### WHAT THE TASK ASKS
Extract every line of the material below and reproduce each one unchanged.

===== ENTRIES SHOWN

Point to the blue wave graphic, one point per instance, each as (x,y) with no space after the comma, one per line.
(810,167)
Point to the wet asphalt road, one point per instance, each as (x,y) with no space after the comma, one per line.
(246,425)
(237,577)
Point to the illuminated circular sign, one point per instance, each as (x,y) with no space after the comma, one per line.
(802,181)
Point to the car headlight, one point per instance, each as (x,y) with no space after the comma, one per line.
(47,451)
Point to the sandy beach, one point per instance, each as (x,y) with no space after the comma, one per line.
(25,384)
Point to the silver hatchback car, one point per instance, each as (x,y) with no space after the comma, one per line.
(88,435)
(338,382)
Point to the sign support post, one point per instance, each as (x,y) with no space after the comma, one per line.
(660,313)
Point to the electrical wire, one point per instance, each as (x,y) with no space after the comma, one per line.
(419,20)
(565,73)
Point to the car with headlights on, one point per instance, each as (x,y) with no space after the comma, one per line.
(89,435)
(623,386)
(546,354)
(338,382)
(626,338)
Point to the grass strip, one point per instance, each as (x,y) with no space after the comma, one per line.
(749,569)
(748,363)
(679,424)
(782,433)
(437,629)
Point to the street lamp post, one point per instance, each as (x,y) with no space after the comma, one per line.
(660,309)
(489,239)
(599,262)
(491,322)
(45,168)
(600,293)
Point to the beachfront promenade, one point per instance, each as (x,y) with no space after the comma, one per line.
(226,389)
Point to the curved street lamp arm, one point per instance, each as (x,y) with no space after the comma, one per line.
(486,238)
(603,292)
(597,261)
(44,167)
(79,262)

==========

### THE SOLUTION
Point to the blue wave graphic, one point per instance, each as (x,y) with no space after the comma, one per line.
(810,167)
Point to the wet asphalt road, one point per instance, each as (x,y) with no space after the comma, one per line.
(246,425)
(237,577)
Point to the illuminated circular sign, one point per instance, each as (x,y) with no space after the comma, one per line.
(802,181)
Point to the car headlight, one point per instance, each as (x,y) with no space after the comma, one per line.
(47,451)
Point to the sandy beach, one point per instance, each as (x,y) with no space after the comma, one per line.
(25,384)
Point to the silver hatchback car, one point per instance, each as (x,y) with no space after the comma, one per line.
(88,435)
(338,382)
Point to the sign support post, one point per instance, each as (x,y) with no space after the comma, one per line.
(660,313)
Point to the electrical wire, one point per instance, each as (x,y) with no space after the comma, one per line.
(419,20)
(565,73)
Point to the car with headlights on, one point per instance, each as (x,y) with no space after the comma, one per line.
(89,435)
(623,386)
(546,354)
(338,382)
(626,338)
Point to the grass strip, one point per instance, each as (x,y) with no space after the comma, one per line.
(749,569)
(748,363)
(679,424)
(782,433)
(437,629)
Point to the street lamp post, one point per instance, each as (x,y) with no space after the comma, one per line.
(660,309)
(489,239)
(599,262)
(491,322)
(45,168)
(600,293)
Point to the beachfront promenade, one point per instance, each as (x,y) with no space after the comma, one per line.
(226,389)
Point to the curved street lamp arm, one point per instance, each as (x,y) with no space after the comma, one per line.
(486,238)
(603,292)
(597,261)
(44,167)
(79,262)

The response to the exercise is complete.